Consigne – Peux-tu recopier intégralement les lignes des données, de celle qui contient "[find] the cheetah belly" jusqu'à la fin des données, bornes comprises, en décalant de -133 chaque coordonnée entre parenthèses ?

..............................

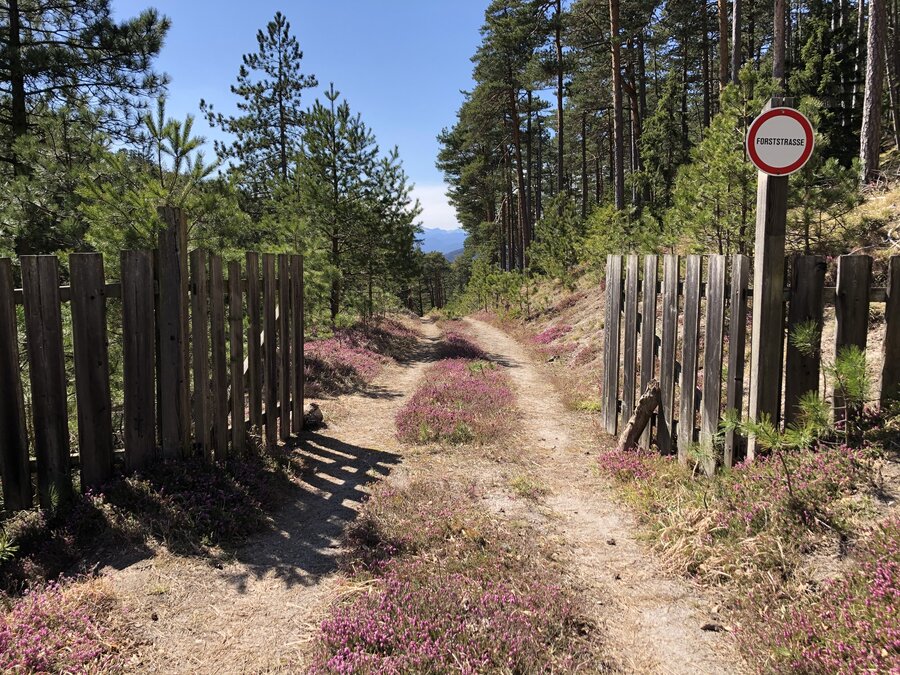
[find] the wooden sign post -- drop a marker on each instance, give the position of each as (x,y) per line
(780,141)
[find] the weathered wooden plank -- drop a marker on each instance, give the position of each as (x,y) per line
(890,371)
(851,311)
(298,362)
(91,345)
(174,404)
(219,364)
(664,434)
(737,343)
(43,327)
(200,349)
(284,344)
(611,342)
(648,333)
(139,345)
(630,338)
(712,360)
(14,467)
(806,305)
(270,348)
(690,349)
(254,352)
(113,290)
(767,338)
(236,340)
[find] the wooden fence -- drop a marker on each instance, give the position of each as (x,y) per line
(690,328)
(195,376)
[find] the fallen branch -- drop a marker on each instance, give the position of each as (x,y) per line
(648,402)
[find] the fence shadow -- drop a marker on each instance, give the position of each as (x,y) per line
(304,543)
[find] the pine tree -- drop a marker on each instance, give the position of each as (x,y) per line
(73,53)
(334,182)
(269,125)
(870,134)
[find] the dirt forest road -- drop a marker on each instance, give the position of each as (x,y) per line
(258,611)
(652,623)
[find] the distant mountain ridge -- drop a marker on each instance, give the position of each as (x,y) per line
(443,241)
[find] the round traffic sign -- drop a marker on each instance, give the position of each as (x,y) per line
(780,141)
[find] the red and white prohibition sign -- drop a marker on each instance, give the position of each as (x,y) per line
(780,141)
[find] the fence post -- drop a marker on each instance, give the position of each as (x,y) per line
(270,348)
(712,359)
(648,333)
(174,401)
(690,348)
(890,371)
(219,365)
(630,337)
(236,345)
(254,355)
(298,364)
(139,355)
(284,331)
(14,466)
(851,309)
(95,440)
(767,341)
(200,348)
(737,343)
(667,354)
(807,304)
(611,342)
(43,325)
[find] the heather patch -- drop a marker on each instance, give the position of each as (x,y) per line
(456,346)
(353,357)
(72,628)
(551,334)
(445,588)
(461,401)
(188,505)
(743,523)
(849,625)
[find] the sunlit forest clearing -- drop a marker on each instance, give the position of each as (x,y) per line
(647,418)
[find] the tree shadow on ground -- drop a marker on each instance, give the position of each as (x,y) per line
(304,542)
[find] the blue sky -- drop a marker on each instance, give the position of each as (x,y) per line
(401,63)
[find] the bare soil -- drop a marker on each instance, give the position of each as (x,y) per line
(258,610)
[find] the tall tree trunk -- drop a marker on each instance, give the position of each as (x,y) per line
(618,122)
(705,70)
(685,139)
(560,122)
(503,252)
(584,178)
(524,225)
(893,89)
(529,191)
(723,43)
(778,44)
(538,196)
(335,304)
(19,119)
(752,53)
(642,76)
(870,135)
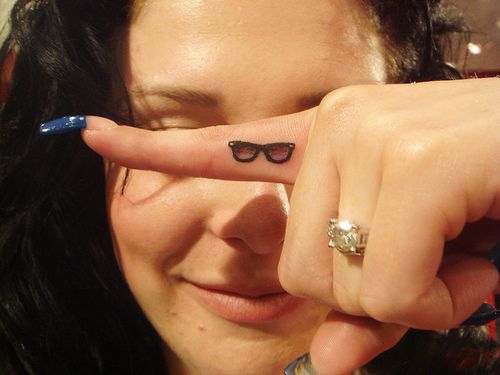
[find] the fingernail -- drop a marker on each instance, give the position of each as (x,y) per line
(485,314)
(301,366)
(63,125)
(494,256)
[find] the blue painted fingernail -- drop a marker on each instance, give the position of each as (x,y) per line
(494,256)
(485,314)
(301,366)
(63,125)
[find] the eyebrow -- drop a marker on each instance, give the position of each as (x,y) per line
(179,94)
(209,99)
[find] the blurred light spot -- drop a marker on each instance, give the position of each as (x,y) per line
(473,48)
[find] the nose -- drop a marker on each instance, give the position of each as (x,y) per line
(252,216)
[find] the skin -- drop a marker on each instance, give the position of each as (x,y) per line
(256,60)
(419,179)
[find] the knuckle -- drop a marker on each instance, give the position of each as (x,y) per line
(412,148)
(389,308)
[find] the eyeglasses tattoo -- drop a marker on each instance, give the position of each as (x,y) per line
(246,152)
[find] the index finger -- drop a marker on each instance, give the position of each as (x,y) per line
(203,152)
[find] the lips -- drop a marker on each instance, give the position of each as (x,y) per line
(243,304)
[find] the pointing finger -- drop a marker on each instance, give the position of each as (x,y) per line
(205,152)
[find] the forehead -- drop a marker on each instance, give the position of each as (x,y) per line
(216,42)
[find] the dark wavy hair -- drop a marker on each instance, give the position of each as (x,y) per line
(65,307)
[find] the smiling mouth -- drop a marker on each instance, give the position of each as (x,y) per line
(243,308)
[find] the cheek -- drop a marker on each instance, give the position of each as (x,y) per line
(155,220)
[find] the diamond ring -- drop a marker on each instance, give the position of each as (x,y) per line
(346,237)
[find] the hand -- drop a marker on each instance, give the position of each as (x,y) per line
(413,163)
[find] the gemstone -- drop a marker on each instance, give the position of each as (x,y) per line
(344,236)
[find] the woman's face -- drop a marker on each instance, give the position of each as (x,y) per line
(201,255)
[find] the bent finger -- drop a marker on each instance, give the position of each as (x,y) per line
(345,343)
(205,152)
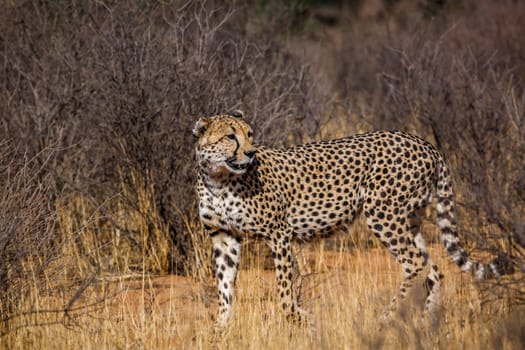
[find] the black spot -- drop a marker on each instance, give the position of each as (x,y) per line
(229,261)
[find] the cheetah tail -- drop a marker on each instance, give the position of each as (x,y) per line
(502,265)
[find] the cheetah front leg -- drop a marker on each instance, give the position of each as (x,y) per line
(226,254)
(286,273)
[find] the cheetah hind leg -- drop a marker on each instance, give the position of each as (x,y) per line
(410,252)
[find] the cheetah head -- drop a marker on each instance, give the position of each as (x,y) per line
(225,144)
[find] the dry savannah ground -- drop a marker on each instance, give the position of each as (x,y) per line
(344,292)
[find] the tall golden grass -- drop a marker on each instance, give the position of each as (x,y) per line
(344,293)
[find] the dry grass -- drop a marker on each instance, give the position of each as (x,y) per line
(344,292)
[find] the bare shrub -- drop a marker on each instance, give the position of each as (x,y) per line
(118,86)
(27,224)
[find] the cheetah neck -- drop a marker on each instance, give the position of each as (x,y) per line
(216,184)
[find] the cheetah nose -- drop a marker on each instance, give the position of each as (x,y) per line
(249,153)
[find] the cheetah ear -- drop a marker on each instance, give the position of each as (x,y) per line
(200,127)
(237,113)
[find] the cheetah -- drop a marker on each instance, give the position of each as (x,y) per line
(298,192)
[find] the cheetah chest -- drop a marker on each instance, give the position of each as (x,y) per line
(222,210)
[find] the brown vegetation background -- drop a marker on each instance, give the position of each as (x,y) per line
(97,100)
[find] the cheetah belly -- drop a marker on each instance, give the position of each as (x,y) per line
(313,221)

..............................

Corrigé de l'exercice –
[find] the cheetah belly -- drop a marker on each instance, give the position of each as (x,y) per line
(180,88)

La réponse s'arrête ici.